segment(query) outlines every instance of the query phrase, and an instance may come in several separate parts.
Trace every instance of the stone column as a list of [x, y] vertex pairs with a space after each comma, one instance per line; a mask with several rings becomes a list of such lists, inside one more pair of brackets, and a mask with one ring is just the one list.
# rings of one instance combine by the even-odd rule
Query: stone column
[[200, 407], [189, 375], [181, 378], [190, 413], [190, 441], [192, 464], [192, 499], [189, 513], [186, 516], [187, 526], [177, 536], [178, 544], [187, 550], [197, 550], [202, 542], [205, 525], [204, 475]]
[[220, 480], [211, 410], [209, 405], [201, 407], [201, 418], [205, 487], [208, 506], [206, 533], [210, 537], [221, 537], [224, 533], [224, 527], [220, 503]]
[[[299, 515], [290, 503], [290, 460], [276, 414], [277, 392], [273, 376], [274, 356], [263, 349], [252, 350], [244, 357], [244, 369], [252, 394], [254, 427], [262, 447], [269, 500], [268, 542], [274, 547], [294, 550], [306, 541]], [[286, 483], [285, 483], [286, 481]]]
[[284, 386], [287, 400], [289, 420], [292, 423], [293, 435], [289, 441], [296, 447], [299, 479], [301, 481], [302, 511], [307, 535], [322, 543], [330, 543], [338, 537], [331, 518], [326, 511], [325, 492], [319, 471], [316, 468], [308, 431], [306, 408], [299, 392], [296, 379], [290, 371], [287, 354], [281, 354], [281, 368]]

○ ○ ○ ○ ○

Goal: Copy the rows word for word, starting from the very first line and ending with the line that contains "483], [286, 481]]]", including that line.

Correct result:
segment(query) outlines every instance of the query phrase, and an instance may come in several separate parts.
Trace every instance of the stone column as a list of [x, y] vertex pairs with a space after each comma, one instance per line; a mask with several rings becomes a list of such lists, inside one more pair of brackets, and a mask with one ring is just the one list.
# rings of one instance combine by the even-odd rule
Query: stone column
[[200, 407], [189, 375], [181, 378], [190, 413], [190, 441], [192, 464], [192, 499], [189, 513], [186, 516], [187, 526], [177, 536], [178, 544], [187, 550], [197, 550], [202, 542], [205, 525], [204, 475]]
[[220, 480], [211, 410], [209, 405], [201, 407], [201, 418], [205, 487], [208, 506], [206, 533], [210, 537], [221, 537], [224, 533], [224, 527], [220, 503]]
[[[299, 515], [290, 503], [290, 460], [276, 414], [277, 392], [273, 376], [274, 356], [263, 349], [252, 350], [244, 357], [244, 369], [252, 394], [254, 427], [262, 447], [269, 500], [268, 542], [274, 547], [294, 550], [306, 541]], [[286, 483], [285, 483], [286, 481]]]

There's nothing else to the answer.